TASK DESCRIPTION - Copy each line below exactly and leave the pictures out.

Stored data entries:
------------

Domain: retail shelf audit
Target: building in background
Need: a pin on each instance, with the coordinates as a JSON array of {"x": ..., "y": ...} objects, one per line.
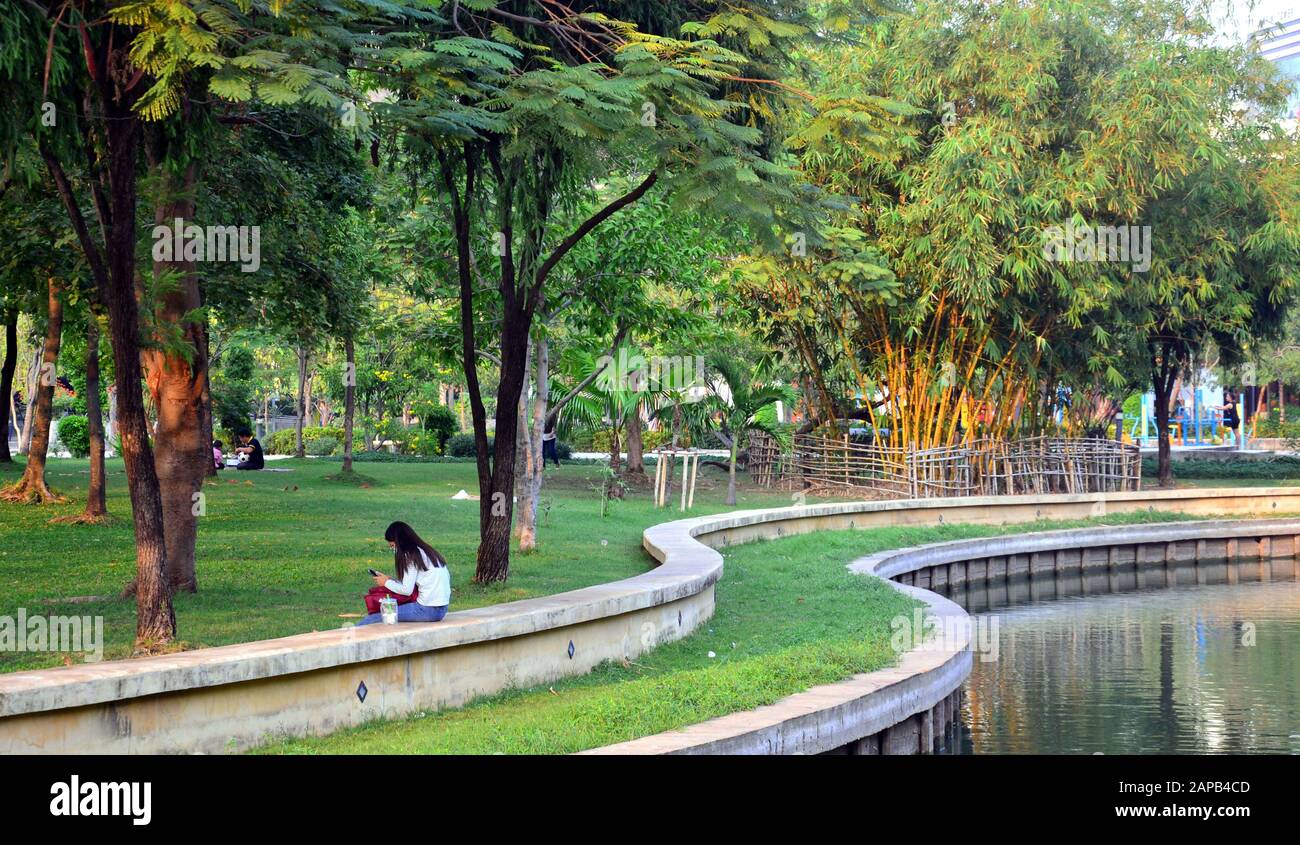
[{"x": 1279, "y": 43}]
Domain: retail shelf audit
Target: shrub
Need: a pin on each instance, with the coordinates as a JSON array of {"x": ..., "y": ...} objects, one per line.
[
  {"x": 463, "y": 445},
  {"x": 74, "y": 434},
  {"x": 650, "y": 440},
  {"x": 284, "y": 441}
]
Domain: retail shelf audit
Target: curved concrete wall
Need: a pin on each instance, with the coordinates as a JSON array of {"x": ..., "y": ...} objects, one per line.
[
  {"x": 906, "y": 707},
  {"x": 233, "y": 697}
]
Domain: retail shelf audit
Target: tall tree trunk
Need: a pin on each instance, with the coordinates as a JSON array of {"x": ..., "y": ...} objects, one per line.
[
  {"x": 113, "y": 187},
  {"x": 1164, "y": 376},
  {"x": 206, "y": 424},
  {"x": 307, "y": 399},
  {"x": 31, "y": 384},
  {"x": 349, "y": 401},
  {"x": 636, "y": 449},
  {"x": 302, "y": 402},
  {"x": 96, "y": 503},
  {"x": 497, "y": 497},
  {"x": 11, "y": 364},
  {"x": 731, "y": 472},
  {"x": 531, "y": 485},
  {"x": 31, "y": 488},
  {"x": 176, "y": 385}
]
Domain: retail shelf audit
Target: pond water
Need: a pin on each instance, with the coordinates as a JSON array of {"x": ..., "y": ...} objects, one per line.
[{"x": 1209, "y": 664}]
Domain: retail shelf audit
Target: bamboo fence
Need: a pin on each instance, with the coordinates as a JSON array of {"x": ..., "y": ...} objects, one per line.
[{"x": 980, "y": 467}]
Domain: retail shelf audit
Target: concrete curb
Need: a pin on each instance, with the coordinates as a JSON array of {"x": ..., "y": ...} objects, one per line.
[{"x": 863, "y": 714}]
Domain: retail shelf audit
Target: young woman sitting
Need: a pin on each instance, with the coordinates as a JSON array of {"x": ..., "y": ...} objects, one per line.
[{"x": 419, "y": 567}]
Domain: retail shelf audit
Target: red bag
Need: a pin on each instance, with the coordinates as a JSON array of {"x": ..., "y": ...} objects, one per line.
[{"x": 372, "y": 598}]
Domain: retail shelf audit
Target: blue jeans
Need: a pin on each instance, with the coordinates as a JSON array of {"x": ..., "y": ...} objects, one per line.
[{"x": 411, "y": 611}]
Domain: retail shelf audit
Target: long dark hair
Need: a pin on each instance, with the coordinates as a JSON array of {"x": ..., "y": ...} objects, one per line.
[{"x": 407, "y": 549}]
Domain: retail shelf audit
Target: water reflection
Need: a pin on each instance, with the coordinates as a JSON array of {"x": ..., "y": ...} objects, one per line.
[{"x": 1106, "y": 663}]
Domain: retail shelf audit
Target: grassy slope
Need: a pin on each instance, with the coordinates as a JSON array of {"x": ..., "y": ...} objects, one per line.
[
  {"x": 789, "y": 616},
  {"x": 276, "y": 562}
]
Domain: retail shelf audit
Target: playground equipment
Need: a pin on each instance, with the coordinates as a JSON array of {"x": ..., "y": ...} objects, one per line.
[
  {"x": 663, "y": 472},
  {"x": 1196, "y": 425}
]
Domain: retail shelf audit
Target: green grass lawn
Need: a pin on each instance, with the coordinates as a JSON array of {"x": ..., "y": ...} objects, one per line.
[
  {"x": 789, "y": 616},
  {"x": 286, "y": 553}
]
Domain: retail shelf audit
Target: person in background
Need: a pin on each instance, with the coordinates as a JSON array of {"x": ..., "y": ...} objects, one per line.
[
  {"x": 549, "y": 445},
  {"x": 251, "y": 449},
  {"x": 1230, "y": 420},
  {"x": 419, "y": 567}
]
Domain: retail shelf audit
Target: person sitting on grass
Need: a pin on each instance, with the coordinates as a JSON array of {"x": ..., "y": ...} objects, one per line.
[
  {"x": 251, "y": 449},
  {"x": 419, "y": 567}
]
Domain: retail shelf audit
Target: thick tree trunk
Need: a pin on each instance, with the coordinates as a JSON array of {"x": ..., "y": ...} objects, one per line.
[
  {"x": 349, "y": 401},
  {"x": 206, "y": 424},
  {"x": 636, "y": 449},
  {"x": 96, "y": 505},
  {"x": 11, "y": 364},
  {"x": 31, "y": 384},
  {"x": 302, "y": 403},
  {"x": 176, "y": 385},
  {"x": 155, "y": 619},
  {"x": 1164, "y": 378},
  {"x": 731, "y": 472},
  {"x": 531, "y": 485},
  {"x": 31, "y": 488}
]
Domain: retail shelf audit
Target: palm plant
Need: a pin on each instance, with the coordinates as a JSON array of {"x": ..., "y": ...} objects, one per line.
[{"x": 740, "y": 402}]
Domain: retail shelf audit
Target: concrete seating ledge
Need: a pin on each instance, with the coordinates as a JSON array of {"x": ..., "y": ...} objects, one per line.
[
  {"x": 303, "y": 684},
  {"x": 902, "y": 709}
]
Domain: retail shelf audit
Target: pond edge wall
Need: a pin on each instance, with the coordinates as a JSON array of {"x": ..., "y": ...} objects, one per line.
[
  {"x": 229, "y": 698},
  {"x": 906, "y": 709}
]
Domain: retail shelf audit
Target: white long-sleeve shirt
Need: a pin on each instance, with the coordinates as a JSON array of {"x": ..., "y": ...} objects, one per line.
[{"x": 434, "y": 584}]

------------

SOLVED EXERCISE -
Domain: retail shelf audit
Target: building in background
Need: a pin on each instance, with the coordinates as a JSON array of {"x": ..., "y": ...} objects, one per line.
[{"x": 1279, "y": 43}]
Domain: retail shelf audit
Target: shrub
Need: a pin on each instance, with the coordinates as a JSON array of {"x": ..., "y": ...} objects, one per line.
[
  {"x": 463, "y": 445},
  {"x": 74, "y": 434},
  {"x": 650, "y": 440},
  {"x": 284, "y": 441}
]
Domain: retail shelf audit
Target: curved concrete wall
Need: a pin on each instance, with the coordinates as a JSON array of {"x": ..., "y": ...} objects, one per line.
[
  {"x": 906, "y": 707},
  {"x": 233, "y": 697}
]
Domain: retail shelf audit
Target: tall tree trunk
Need: a pin on each instance, with the coordinates as a JSON array of {"x": ..., "y": ...} objects, one per line.
[
  {"x": 113, "y": 187},
  {"x": 1164, "y": 376},
  {"x": 206, "y": 424},
  {"x": 307, "y": 399},
  {"x": 31, "y": 384},
  {"x": 349, "y": 401},
  {"x": 636, "y": 449},
  {"x": 302, "y": 402},
  {"x": 96, "y": 503},
  {"x": 497, "y": 497},
  {"x": 11, "y": 364},
  {"x": 731, "y": 472},
  {"x": 531, "y": 485},
  {"x": 31, "y": 488},
  {"x": 176, "y": 385}
]
Domain: retail shelf audit
Target: pond water
Need: a pin on each instance, with the coordinates as a JSON array of {"x": ..., "y": ...} objects, one per line.
[{"x": 1209, "y": 664}]
Domain: retail shelf audit
Target: bamboo fence
Need: a pin on each instance, with the coordinates as a JSON array of {"x": ..., "y": ...} objects, one per line.
[{"x": 980, "y": 467}]
Domain: retail shelf audit
Target: concrete curb
Need: a pin on each instance, with the coordinates as a JSON array of {"x": ..., "y": ...} objects, one per line.
[{"x": 863, "y": 714}]
Domain: retail shelf audit
Target: young woman sitting
Need: a pin on each instance, with the coordinates as a JSON array of {"x": ..., "y": ...} objects, one per line.
[{"x": 419, "y": 567}]
Domain: retail shelf audit
Target: red bag
Need: a pin on each instance, with the coordinates as a JSON array of {"x": ..., "y": ...} objects, one per line.
[{"x": 372, "y": 598}]
Domain: retail shelf audit
Target: blue jeans
Need: a pin on each instance, with the coordinates as a JSON array of {"x": ..., "y": ...} objects, one per line.
[{"x": 411, "y": 611}]
Domain: retail shelf audit
Target: long dark hair
Need: a pin on each instance, with the coordinates as a JSON array of {"x": ..., "y": ...} objects, one per line.
[{"x": 407, "y": 549}]
Domain: retail shelf audit
Target: water reflection
Need: a pin on each instance, with the coordinates as a JSON array of {"x": ..., "y": ...} objects, one per line.
[{"x": 1106, "y": 663}]
Domain: retail shelf audit
Target: grassy slope
Need: a pin on each instance, with the coordinates as a JSON array of {"x": ..., "y": ...} objects, one per line.
[
  {"x": 789, "y": 616},
  {"x": 276, "y": 562}
]
Domain: retail shelf audit
Target: playground equipment
Need: a pin on each instance, with the coordinates as a JSON array of {"x": ..., "y": ...} objects, one per line.
[
  {"x": 663, "y": 472},
  {"x": 1196, "y": 425}
]
Domain: retail shelf audit
Target: green grass lawn
Need: a pin on each instance, with the coordinates as a JSON array of {"x": ..., "y": ...} objects, one per line.
[
  {"x": 789, "y": 616},
  {"x": 286, "y": 553}
]
Domain: retail shelf audit
Target: person in background
Need: a pin on each instance, with the coordinates as a JSON array of {"x": ..., "y": ...} objects, one per line.
[
  {"x": 549, "y": 445},
  {"x": 251, "y": 449},
  {"x": 1230, "y": 420},
  {"x": 419, "y": 567}
]
Domain: retail shelf audit
Target: person sitting on grass
Need: a pin on each instance, with the coordinates as a JSON array of {"x": ..., "y": ...} objects, one per line.
[
  {"x": 251, "y": 449},
  {"x": 419, "y": 567}
]
Domain: retail shelf audit
Target: thick tree trunk
Need: a pin on each instance, with the coordinates as a JSON array of {"x": ..., "y": ...} objects, one per line.
[
  {"x": 349, "y": 401},
  {"x": 206, "y": 424},
  {"x": 636, "y": 449},
  {"x": 96, "y": 505},
  {"x": 11, "y": 364},
  {"x": 31, "y": 384},
  {"x": 302, "y": 403},
  {"x": 176, "y": 385},
  {"x": 155, "y": 619},
  {"x": 1164, "y": 378},
  {"x": 731, "y": 472},
  {"x": 531, "y": 485},
  {"x": 31, "y": 488}
]
Domain: retail shelf audit
Target: palm plant
Need: a pin on each instance, with the coordinates as a JSON array of {"x": ..., "y": ...} objects, one per line.
[{"x": 740, "y": 402}]
Domain: retail shelf audit
Target: concrete seating ledge
Need: a pin on each instance, with the coordinates as a JSON array of {"x": ..., "y": ...} objects, one per line.
[
  {"x": 303, "y": 684},
  {"x": 902, "y": 709}
]
Domain: retail shelf audit
Target: pond edge wall
Need: a pin on each instance, with the coordinates as a JSON array of {"x": ..., "y": ...} objects, one per line.
[
  {"x": 229, "y": 698},
  {"x": 906, "y": 709}
]
Domain: retail shelf audit
Target: white long-sleeve shirt
Need: a pin on each instance, with the coordinates as a JSON array of {"x": ..., "y": ...} objects, one per line.
[{"x": 434, "y": 584}]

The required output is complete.